_TASK INSTRUCTIONS:_
The output should be every line below that includes the word "group".

BEGIN

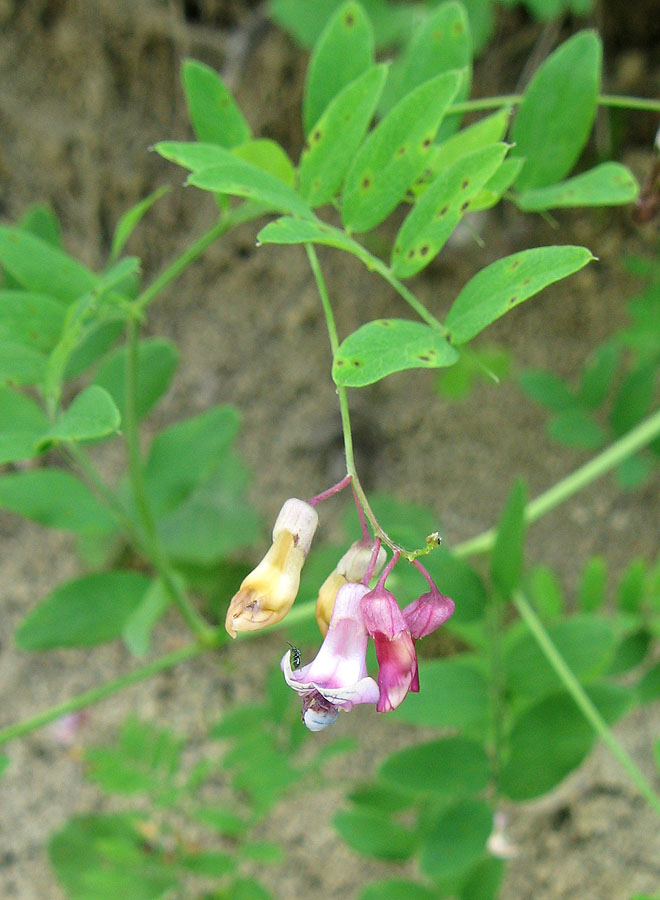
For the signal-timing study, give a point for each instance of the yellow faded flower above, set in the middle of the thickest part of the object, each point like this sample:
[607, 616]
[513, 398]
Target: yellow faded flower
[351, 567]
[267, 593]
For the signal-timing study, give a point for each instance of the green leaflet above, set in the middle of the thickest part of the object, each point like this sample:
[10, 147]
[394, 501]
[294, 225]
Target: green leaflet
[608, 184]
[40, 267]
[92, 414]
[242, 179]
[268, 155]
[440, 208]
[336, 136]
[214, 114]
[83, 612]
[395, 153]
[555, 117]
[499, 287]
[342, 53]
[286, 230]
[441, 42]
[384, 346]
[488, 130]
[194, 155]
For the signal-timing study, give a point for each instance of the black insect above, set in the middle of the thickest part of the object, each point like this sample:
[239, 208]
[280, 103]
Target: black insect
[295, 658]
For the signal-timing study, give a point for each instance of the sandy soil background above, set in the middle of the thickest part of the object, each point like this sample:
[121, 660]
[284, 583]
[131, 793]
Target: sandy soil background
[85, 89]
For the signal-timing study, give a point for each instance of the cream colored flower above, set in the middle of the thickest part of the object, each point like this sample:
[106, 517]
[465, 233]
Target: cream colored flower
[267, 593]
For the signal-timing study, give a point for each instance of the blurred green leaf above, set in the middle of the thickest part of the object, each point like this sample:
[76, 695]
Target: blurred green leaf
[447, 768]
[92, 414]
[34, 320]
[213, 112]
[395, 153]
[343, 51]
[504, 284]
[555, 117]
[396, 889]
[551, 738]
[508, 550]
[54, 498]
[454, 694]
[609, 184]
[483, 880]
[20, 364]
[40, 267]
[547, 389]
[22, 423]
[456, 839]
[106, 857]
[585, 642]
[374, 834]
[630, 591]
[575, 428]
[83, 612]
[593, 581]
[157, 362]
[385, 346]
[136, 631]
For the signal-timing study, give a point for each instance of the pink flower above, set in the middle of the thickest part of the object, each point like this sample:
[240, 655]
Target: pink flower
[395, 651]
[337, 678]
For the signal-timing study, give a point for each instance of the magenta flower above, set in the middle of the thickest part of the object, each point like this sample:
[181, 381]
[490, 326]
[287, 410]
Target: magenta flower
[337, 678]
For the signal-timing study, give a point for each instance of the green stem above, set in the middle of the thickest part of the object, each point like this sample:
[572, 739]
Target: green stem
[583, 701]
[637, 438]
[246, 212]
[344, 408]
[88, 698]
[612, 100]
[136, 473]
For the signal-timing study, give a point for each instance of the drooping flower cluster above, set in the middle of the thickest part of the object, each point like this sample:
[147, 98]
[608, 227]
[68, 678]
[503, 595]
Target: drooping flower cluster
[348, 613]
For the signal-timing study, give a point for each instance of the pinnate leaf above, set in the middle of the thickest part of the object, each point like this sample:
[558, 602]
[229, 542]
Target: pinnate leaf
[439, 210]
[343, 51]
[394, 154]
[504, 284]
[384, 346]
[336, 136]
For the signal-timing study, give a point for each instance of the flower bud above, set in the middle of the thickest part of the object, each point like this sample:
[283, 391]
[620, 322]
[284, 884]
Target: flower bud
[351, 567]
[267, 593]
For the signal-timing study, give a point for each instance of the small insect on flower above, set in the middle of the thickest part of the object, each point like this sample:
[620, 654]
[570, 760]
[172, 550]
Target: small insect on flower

END
BEGIN

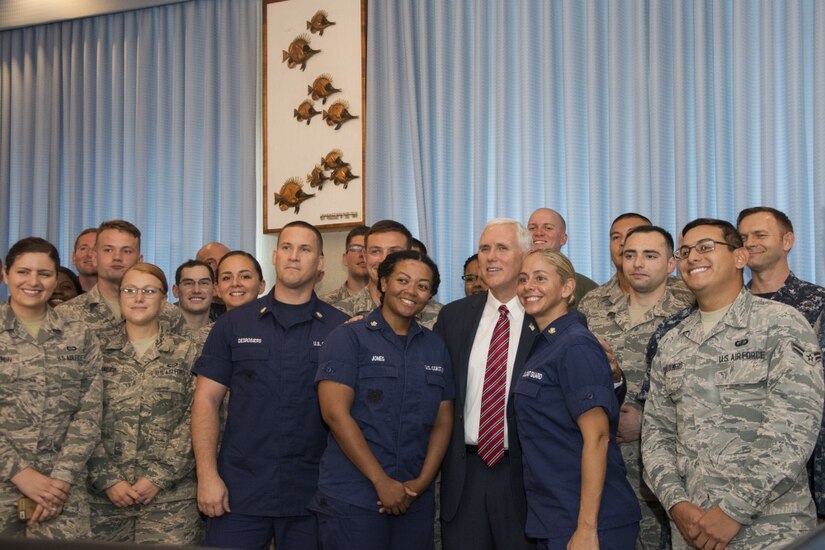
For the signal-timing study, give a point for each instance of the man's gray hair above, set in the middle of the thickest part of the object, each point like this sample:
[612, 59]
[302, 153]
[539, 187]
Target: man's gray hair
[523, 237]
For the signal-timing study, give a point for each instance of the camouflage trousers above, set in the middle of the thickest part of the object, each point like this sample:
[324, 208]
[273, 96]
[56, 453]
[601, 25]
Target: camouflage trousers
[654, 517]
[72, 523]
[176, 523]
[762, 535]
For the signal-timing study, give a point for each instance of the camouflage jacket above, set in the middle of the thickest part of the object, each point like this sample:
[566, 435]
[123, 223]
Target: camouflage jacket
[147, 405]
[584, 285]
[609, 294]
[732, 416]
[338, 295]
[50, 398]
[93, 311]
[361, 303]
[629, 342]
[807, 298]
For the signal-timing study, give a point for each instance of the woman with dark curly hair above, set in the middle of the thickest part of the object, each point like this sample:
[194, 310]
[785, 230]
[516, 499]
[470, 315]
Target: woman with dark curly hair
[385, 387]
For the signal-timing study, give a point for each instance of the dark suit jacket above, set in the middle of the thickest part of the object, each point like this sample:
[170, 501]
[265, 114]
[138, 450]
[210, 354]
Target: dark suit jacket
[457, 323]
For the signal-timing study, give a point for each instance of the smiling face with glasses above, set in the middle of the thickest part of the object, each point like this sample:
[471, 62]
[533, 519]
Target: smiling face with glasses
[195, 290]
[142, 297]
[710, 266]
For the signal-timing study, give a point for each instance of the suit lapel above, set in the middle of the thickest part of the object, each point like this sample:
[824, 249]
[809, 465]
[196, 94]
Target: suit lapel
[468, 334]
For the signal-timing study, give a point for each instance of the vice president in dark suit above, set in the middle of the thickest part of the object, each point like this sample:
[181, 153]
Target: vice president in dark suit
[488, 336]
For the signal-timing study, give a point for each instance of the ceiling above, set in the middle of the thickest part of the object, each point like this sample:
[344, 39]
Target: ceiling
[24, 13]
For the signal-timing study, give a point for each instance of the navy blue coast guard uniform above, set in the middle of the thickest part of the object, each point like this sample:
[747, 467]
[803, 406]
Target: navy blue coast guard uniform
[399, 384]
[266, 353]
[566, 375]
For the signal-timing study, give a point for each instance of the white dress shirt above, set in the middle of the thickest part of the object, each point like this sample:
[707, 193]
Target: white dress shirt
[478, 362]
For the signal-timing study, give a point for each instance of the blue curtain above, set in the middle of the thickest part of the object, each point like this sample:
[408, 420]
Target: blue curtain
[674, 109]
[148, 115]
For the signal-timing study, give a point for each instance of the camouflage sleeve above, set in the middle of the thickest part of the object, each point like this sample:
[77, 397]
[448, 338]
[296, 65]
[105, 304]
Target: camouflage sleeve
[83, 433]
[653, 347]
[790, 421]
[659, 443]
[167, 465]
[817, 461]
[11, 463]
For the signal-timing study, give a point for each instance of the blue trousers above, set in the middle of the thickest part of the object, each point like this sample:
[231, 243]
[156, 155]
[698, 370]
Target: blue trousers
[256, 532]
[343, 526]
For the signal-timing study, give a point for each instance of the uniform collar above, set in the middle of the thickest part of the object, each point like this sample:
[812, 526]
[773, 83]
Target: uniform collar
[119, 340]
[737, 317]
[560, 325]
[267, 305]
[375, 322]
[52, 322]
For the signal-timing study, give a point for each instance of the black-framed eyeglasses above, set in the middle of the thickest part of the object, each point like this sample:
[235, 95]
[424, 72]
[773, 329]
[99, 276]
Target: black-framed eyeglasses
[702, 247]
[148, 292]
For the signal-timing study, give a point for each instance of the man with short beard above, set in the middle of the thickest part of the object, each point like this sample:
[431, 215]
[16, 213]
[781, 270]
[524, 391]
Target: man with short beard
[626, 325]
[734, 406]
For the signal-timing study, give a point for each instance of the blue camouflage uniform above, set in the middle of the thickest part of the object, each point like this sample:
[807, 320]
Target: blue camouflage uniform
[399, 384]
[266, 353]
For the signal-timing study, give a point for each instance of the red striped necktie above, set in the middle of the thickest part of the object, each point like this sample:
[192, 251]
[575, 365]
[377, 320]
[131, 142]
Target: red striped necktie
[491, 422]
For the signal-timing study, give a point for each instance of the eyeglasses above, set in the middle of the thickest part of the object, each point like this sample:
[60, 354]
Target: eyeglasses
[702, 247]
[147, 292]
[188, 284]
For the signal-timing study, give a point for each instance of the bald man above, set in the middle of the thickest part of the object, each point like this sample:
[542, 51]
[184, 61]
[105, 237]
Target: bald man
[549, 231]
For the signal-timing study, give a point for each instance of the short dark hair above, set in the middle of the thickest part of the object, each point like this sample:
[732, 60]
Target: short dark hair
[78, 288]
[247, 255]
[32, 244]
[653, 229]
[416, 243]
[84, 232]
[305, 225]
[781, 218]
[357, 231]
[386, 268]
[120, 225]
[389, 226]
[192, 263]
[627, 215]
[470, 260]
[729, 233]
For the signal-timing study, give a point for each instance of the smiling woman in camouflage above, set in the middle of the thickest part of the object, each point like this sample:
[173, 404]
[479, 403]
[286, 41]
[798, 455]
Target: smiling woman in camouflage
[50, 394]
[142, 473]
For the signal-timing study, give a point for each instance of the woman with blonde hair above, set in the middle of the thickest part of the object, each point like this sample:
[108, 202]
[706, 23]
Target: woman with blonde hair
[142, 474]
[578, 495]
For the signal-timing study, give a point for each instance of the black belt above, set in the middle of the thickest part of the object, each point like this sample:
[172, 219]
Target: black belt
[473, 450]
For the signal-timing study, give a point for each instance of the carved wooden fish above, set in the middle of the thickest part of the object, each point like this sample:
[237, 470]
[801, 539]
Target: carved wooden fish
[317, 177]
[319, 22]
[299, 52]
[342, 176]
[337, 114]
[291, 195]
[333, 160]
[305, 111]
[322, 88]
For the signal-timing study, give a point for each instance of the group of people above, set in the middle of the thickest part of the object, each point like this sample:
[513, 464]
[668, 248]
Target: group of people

END
BEGIN

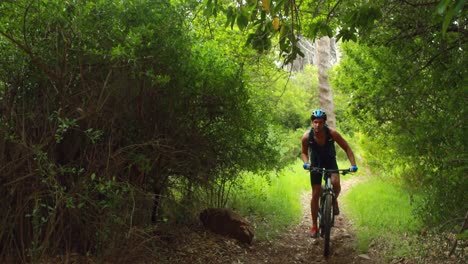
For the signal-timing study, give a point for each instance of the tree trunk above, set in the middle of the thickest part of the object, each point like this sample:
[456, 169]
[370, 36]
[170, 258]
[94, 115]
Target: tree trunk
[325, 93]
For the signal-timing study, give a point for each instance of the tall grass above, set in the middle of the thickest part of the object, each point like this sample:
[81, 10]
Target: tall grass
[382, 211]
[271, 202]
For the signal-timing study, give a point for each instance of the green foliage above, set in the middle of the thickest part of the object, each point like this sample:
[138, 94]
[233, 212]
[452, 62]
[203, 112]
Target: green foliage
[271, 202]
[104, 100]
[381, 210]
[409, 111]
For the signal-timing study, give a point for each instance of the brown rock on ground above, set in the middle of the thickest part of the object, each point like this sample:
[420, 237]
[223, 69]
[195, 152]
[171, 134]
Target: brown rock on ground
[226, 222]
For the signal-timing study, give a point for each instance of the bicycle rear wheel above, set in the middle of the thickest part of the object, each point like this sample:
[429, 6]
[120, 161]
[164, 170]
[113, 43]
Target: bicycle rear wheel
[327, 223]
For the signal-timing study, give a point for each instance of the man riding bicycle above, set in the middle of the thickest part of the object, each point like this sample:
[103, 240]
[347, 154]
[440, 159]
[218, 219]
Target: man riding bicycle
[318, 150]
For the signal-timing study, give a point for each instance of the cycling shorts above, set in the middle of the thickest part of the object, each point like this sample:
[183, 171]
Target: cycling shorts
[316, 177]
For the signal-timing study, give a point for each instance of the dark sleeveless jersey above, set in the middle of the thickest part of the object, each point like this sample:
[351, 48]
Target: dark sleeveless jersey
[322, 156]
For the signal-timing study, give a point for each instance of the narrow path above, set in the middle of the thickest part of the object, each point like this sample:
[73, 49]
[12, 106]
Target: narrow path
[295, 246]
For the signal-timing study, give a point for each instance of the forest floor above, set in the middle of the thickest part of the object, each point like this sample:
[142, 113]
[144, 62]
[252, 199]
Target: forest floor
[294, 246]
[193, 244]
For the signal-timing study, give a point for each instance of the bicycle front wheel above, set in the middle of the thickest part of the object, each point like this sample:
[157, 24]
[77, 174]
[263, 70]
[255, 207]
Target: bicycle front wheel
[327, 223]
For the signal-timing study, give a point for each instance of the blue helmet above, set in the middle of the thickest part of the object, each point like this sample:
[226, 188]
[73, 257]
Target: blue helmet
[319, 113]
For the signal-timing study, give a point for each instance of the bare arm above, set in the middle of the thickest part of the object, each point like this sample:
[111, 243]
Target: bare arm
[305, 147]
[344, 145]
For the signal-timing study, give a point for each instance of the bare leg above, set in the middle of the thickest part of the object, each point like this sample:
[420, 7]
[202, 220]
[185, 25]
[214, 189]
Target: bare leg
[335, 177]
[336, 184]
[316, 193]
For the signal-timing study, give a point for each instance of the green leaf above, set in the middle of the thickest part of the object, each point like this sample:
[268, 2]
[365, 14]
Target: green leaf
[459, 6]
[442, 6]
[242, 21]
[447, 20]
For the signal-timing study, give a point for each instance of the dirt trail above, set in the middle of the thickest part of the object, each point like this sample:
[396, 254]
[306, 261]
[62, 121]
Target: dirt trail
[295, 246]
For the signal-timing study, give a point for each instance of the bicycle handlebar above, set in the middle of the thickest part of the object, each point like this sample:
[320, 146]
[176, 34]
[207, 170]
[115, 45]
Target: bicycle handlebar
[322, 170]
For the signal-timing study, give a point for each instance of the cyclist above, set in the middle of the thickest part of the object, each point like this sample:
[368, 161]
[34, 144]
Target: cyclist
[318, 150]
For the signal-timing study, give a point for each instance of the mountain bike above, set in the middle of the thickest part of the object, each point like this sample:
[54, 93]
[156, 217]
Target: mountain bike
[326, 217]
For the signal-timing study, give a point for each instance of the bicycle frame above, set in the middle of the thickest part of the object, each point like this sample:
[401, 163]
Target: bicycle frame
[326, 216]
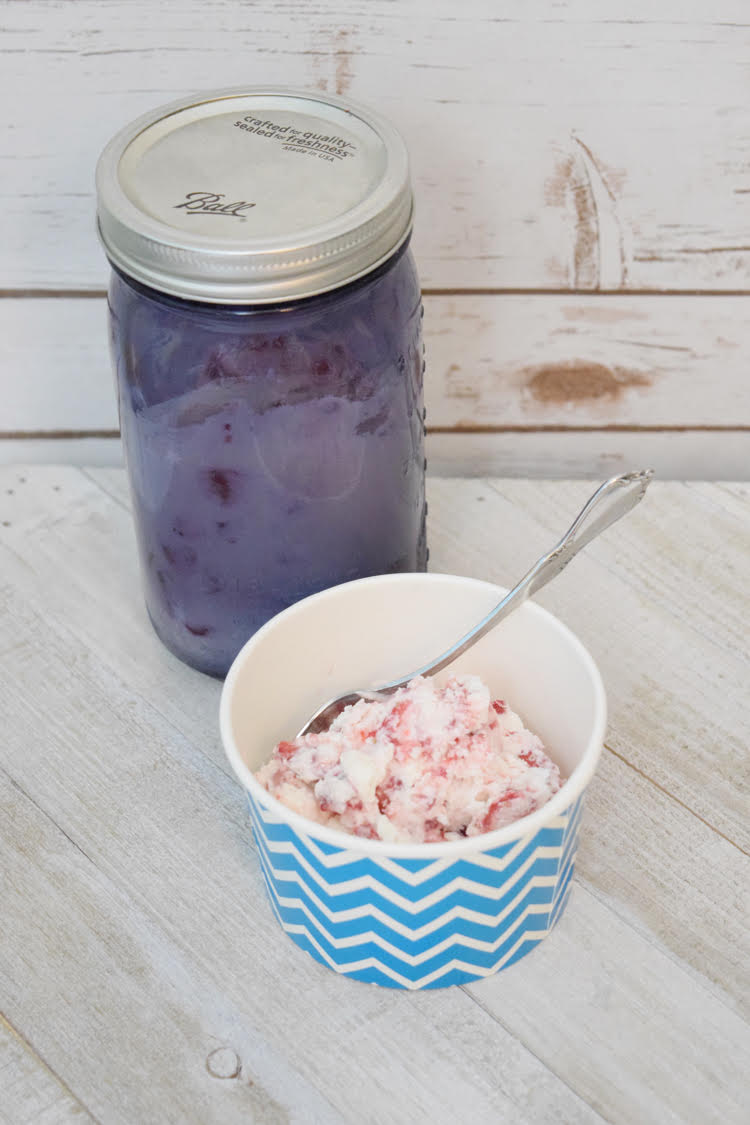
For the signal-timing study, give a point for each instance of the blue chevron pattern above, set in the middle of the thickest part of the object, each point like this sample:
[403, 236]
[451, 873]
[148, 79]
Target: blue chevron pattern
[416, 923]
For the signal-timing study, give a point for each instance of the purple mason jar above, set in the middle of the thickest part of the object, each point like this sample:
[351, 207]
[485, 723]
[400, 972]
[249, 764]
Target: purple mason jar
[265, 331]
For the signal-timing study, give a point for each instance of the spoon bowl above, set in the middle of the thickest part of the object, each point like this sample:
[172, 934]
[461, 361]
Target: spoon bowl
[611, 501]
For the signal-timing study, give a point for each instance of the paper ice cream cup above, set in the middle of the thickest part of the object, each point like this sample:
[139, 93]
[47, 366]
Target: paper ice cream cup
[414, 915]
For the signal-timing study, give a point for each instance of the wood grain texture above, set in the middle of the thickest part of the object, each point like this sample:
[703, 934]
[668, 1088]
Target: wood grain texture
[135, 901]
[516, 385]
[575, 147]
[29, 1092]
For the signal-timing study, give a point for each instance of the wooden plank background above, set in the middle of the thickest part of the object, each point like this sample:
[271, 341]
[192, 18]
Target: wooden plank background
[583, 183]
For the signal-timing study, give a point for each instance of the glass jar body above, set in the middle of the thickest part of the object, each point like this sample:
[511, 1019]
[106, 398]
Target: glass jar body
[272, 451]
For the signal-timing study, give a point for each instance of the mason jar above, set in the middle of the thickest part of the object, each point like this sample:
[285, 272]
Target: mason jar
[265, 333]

END

_ANSWER TO THE PROBLEM:_
For the signal-timing study, give a point for each instance of the group of people above, set in the middle of the thickest part of the object, each point like this sample:
Target: group of people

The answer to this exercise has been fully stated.